JOB: Copy out every line of the records below word for word, omitting the pictures.

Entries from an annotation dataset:
=-=-=-=-=
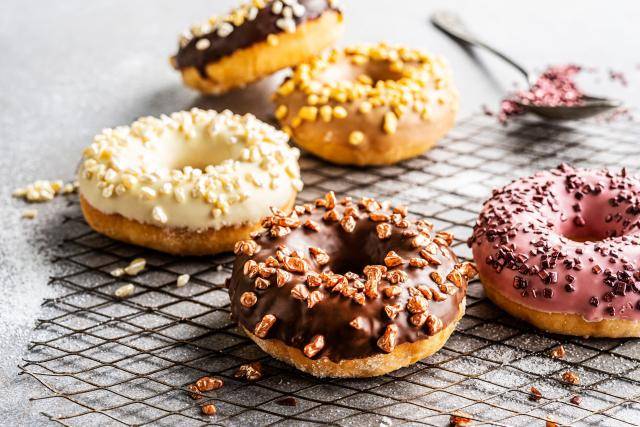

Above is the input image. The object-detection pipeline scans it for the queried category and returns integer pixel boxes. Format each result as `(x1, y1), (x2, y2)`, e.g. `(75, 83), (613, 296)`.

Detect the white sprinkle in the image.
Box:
(271, 0), (284, 15)
(196, 39), (211, 50)
(124, 258), (147, 276)
(22, 209), (38, 219)
(115, 283), (136, 298)
(176, 274), (191, 288)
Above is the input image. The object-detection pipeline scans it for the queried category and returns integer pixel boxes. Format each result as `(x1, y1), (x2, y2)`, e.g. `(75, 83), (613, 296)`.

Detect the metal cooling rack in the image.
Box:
(21, 116), (640, 426)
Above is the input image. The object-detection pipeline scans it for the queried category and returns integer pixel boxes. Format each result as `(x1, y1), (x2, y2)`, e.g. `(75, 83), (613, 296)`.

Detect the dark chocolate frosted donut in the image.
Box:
(171, 0), (342, 93)
(228, 193), (475, 377)
(469, 165), (640, 337)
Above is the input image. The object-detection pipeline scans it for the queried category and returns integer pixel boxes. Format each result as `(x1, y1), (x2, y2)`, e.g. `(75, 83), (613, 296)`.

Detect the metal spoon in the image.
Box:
(431, 11), (622, 120)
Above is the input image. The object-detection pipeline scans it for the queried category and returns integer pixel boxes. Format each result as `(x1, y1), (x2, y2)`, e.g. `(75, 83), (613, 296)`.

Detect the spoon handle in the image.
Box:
(431, 10), (532, 85)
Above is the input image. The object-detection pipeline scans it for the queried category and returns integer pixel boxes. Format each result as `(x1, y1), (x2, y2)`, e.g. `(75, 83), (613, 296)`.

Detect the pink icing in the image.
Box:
(469, 165), (640, 321)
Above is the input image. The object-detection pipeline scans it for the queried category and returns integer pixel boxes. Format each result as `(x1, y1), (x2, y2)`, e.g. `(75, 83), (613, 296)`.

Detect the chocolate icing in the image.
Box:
(469, 165), (640, 321)
(174, 0), (340, 75)
(227, 196), (467, 361)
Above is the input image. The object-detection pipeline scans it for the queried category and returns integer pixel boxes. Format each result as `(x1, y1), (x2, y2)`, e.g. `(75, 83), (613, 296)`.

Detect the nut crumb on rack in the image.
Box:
(233, 362), (262, 381)
(562, 371), (580, 385)
(176, 274), (191, 288)
(114, 283), (136, 298)
(449, 411), (473, 427)
(22, 209), (38, 219)
(550, 345), (567, 359)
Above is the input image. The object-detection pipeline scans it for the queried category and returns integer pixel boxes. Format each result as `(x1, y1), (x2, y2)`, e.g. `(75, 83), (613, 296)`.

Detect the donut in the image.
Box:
(274, 43), (458, 166)
(171, 0), (343, 95)
(469, 165), (640, 338)
(227, 192), (475, 377)
(79, 109), (302, 255)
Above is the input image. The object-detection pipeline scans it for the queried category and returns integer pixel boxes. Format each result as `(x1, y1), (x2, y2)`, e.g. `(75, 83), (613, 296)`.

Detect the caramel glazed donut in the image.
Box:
(227, 193), (475, 377)
(469, 165), (640, 337)
(171, 0), (343, 94)
(274, 43), (458, 166)
(79, 109), (302, 255)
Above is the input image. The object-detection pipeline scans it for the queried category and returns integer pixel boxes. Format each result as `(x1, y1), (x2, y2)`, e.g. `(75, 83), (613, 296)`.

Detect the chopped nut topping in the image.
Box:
(304, 335), (324, 358)
(307, 272), (322, 286)
(384, 304), (402, 319)
(291, 284), (309, 301)
(387, 270), (409, 284)
(340, 216), (356, 233)
(196, 377), (224, 391)
(307, 291), (324, 308)
(383, 286), (402, 298)
(377, 325), (398, 353)
(254, 277), (271, 289)
(369, 212), (389, 222)
(242, 259), (258, 279)
(409, 313), (427, 328)
(384, 251), (405, 267)
(353, 293), (366, 305)
(429, 271), (444, 285)
(240, 292), (258, 308)
(376, 224), (392, 240)
(276, 268), (292, 288)
(407, 295), (428, 314)
(425, 314), (443, 335)
(417, 285), (433, 300)
(284, 256), (307, 274)
(349, 130), (364, 146)
(562, 371), (580, 385)
(233, 362), (262, 381)
(202, 403), (218, 415)
(529, 386), (542, 402)
(409, 258), (429, 268)
(349, 316), (364, 330)
(550, 345), (567, 359)
(253, 314), (276, 338)
(447, 270), (464, 288)
(309, 246), (329, 265)
(114, 283), (136, 298)
(233, 240), (260, 256)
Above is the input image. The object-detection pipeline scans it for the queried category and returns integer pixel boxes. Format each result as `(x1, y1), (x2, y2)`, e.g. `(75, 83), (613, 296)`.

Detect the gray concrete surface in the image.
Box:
(0, 0), (640, 425)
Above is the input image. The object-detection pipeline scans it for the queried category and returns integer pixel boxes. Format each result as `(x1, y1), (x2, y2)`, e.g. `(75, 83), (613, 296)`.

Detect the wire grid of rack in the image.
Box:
(21, 115), (640, 426)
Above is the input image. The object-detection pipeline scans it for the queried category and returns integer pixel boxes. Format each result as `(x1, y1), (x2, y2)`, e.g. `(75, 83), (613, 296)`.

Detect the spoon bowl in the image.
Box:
(431, 11), (622, 120)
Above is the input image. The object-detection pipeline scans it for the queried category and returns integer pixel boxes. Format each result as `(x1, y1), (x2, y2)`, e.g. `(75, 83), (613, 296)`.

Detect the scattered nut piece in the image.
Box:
(196, 377), (224, 391)
(176, 274), (191, 288)
(124, 258), (147, 276)
(233, 362), (262, 381)
(114, 283), (136, 298)
(202, 403), (218, 415)
(550, 345), (567, 359)
(22, 209), (38, 219)
(562, 371), (580, 385)
(529, 386), (542, 402)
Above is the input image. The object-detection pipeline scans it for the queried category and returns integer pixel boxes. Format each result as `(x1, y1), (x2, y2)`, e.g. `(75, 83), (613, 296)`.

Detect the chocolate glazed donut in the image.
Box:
(227, 193), (475, 377)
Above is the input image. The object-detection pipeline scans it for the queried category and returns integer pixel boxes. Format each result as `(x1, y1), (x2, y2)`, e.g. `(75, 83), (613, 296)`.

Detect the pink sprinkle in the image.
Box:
(498, 64), (584, 123)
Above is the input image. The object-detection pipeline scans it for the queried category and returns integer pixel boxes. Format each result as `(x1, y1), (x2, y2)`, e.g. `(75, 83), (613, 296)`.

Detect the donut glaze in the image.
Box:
(228, 193), (475, 376)
(469, 165), (640, 322)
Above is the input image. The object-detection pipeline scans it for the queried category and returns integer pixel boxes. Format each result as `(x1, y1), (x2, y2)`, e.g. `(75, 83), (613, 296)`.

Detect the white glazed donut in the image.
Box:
(79, 109), (302, 255)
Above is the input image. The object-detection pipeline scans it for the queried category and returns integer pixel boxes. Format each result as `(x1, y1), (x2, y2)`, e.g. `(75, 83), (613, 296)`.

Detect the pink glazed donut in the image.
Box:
(469, 165), (640, 337)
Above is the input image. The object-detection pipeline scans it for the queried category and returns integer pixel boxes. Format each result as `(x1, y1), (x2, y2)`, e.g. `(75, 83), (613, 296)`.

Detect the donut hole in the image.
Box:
(158, 131), (243, 170)
(320, 61), (404, 86)
(557, 197), (633, 242)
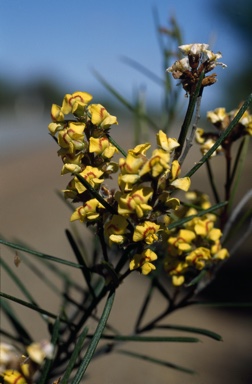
=-=-=-=-=
EXERCISE RESULT:
Above is the input image. The object-detection pipeline scans it for the queried category and returns integer pixel boxes. Format each result as `(x1, y1), (x2, y2)`, e.g. `(75, 83), (613, 296)`.

Detect the white sprinkle in the image.
Box:
(271, 0), (284, 15)
(196, 39), (211, 50)
(124, 258), (147, 276)
(22, 209), (38, 219)
(115, 283), (136, 298)
(176, 274), (191, 288)
Above is the input image. The object-detection pipeline scans it for the queried category and returns integer pixel boxes. Format each result as `(x1, y1), (x2, y2)`, e.g. `(75, 83), (613, 296)`.

Detect the metal cooling rack in the image.
Box:
(21, 116), (640, 426)
Above is the input image. The object-detection pipeline scans it for the queried category and returns integer pixel boxes. Format each result as `(x1, y1), (x2, y2)`, e.g. `(75, 83), (613, 296)`.

Detect the dark chocolate frosted donut in the image.
Box:
(171, 0), (342, 93)
(228, 193), (475, 377)
(469, 165), (640, 337)
Above is the input image. The object-detection pipeline scans it for the queried category and returns integer pixel boxes. Format each result as `(x1, y1), (x2, y2)`, e.g. `(75, 83), (613, 296)`.

Detect the metal spoon in the image.
Box:
(431, 11), (622, 120)
Above is the input image. The object-detection pipeline scans it for the queried category and returns integer pixel boxes. Format each result as `(x1, y1), (x2, y2)`, e.g. `(75, 83), (613, 296)`.

Detect the spoon handle in the image.
Box:
(431, 10), (532, 85)
Above is the input image. The object-detection pipeline scans it for the queried category and returns integer pixel boxes. Format each result as `(x1, y1), (x2, y2)`, e.g. `(75, 83), (613, 296)`.

Detect the pink icing in the image.
Box:
(469, 165), (640, 321)
Above is the input image. The object-detection pipeline scans it for the queried category and returns integer pixel boxes. Format each result as `(x1, y1), (x2, y2)`, e.g. `(75, 83), (613, 296)`.

Detect the chocolate icing in the image.
Box:
(469, 165), (640, 321)
(174, 0), (340, 75)
(227, 196), (467, 361)
Above is the input image. The object-detection pipeline scans it for the queried category and returns integer pixel boxes. Format each result as `(x1, y1), (x2, y2)`, e.g. `(75, 83), (613, 296)`.

Detect the nut crumb on rack in the image.
Box:
(233, 362), (262, 381)
(562, 371), (580, 385)
(176, 274), (191, 288)
(114, 283), (136, 298)
(449, 411), (473, 427)
(22, 209), (38, 219)
(550, 345), (567, 359)
Above is the input image. The object-detection pipeline scans it for the queried category and returns integer pixel boxes. Format each result as `(x1, y1), (x2, y2)`, e.g. `(75, 83), (613, 296)`.

Detect the donut in the image.
Box:
(274, 43), (458, 166)
(171, 0), (343, 95)
(469, 165), (640, 338)
(227, 192), (475, 377)
(79, 109), (302, 255)
Above is the input image. The object-detection pipeline scans it for the queried category and returns integer pixel boxes. Format each result as `(x1, y1), (x2, y2)`, e.g. `(75, 83), (613, 296)`.

Detect the caramel glazed donut in the image.
Box:
(227, 193), (475, 377)
(469, 165), (640, 337)
(171, 0), (343, 94)
(274, 43), (458, 166)
(79, 109), (302, 255)
Above is the input image. The object-detection pipeline scans it for the queried category and returns integer pixel boxes. Format each result as `(x1, y1), (x2, y2)`, e.g. `(75, 83), (613, 296)`.

Detect the chopped nut topping in the image.
Box:
(304, 335), (324, 358)
(307, 272), (322, 286)
(384, 304), (402, 319)
(291, 284), (309, 301)
(387, 270), (409, 284)
(340, 216), (356, 233)
(196, 377), (224, 391)
(307, 291), (324, 308)
(383, 286), (402, 298)
(377, 325), (398, 353)
(254, 277), (271, 289)
(369, 212), (389, 222)
(242, 259), (258, 279)
(409, 313), (427, 328)
(384, 251), (405, 267)
(353, 293), (366, 305)
(429, 271), (444, 285)
(240, 292), (258, 308)
(376, 224), (392, 240)
(276, 268), (292, 288)
(407, 295), (428, 314)
(425, 314), (443, 335)
(417, 285), (433, 300)
(284, 256), (307, 274)
(349, 130), (364, 146)
(562, 371), (580, 385)
(233, 362), (262, 381)
(202, 403), (218, 415)
(529, 386), (542, 402)
(409, 258), (429, 268)
(349, 316), (364, 330)
(550, 345), (567, 359)
(253, 314), (276, 338)
(447, 270), (464, 288)
(309, 246), (329, 265)
(114, 283), (136, 298)
(233, 240), (260, 256)
Above is the input image. The object-detection pipeline scans it for the queried category and returns integer pixel boxes. Format each result as `(x1, y1), (x2, y2)`, e.g. `(75, 83), (613, 296)`.

Detect the gray concrete surface in the image.
Box:
(0, 0), (640, 425)
Above is the input image. The object-detection pipeline scans it for the queried category and returns integer pixel boxes. Format each result as `(x1, y1), (x2, y2)`, e.g. `(75, 83), (613, 296)`.

Detect the wire grid of rack in the image.
Box:
(21, 115), (640, 426)
Above is the input image. The object-detection pipeline scans it for the queried category and returns integer pixel boxes. Format each result as `(x1, y1), (x2, y2)`, e.g. `(75, 83), (613, 296)`.

Detect the spoon bowl in the image.
Box:
(431, 11), (622, 120)
Above is the input image. The object-detection pipeline scans it for the queried category and returns integer pixel boxes. Format each result as `(x1, y1), (x2, y2)`, e.g. `(75, 83), (613, 296)`.

Detect the scattered nut piece in the image.
Box:
(196, 377), (224, 391)
(176, 274), (191, 288)
(124, 258), (147, 276)
(233, 362), (262, 381)
(114, 283), (136, 298)
(202, 403), (218, 415)
(550, 345), (567, 359)
(22, 209), (38, 219)
(562, 371), (580, 385)
(529, 386), (542, 402)
Above is the input image. The object-detection pipeline scans it for the queried category and returns integer pixel boxes. Format each result as `(x1, y1), (x2, y2)`, e.g. `(75, 83), (613, 296)`.

Detect the chocolate glazed donut in the image.
Box:
(227, 193), (475, 377)
Above is the input image. The object-detection pipeline scans it for the queried category and returns integer pixel boxes. Format each result as `(x1, y1), (x2, y2)`, e.g. `(75, 83), (613, 296)`.

Detect the pink sprinkle in the image.
Box:
(498, 64), (584, 123)
Above is the input image. The object-detection pipeline scans it for the queried category and returns integer pixel boxes. Format each result as `(x1, y1), (x2, y2)`, e.g. `(75, 83), (613, 296)`.

Detect the donut glaze in the image.
Box:
(228, 193), (475, 376)
(469, 165), (640, 322)
Above is the input image. The object-detection pipeline scans it for the queried category and returns integer pixel boxes. Format each result as `(x1, y1), (x2, y2)`, e.g. `(75, 83), (613, 296)`.

Detect the white glazed donut in the image.
Box:
(79, 109), (302, 255)
Above is the input image. The object-detection pipeline scans it for the queried category and returns integer pixel boxes. Format each result as `(x1, y1), (x2, y2)`, e.g. `(75, 83), (613, 296)`.

Detect the pink glazed donut in the image.
Box:
(469, 165), (640, 337)
Above is the input image. The object-detection pipeline scans it for the queried category and returns integer pixel boxes. Format each result as `(x1, y1), (x2, y2)`, e.g. `(75, 83), (613, 296)`.

Detect the donut hole in the image.
Box:
(158, 131), (243, 170)
(320, 61), (404, 86)
(557, 197), (633, 242)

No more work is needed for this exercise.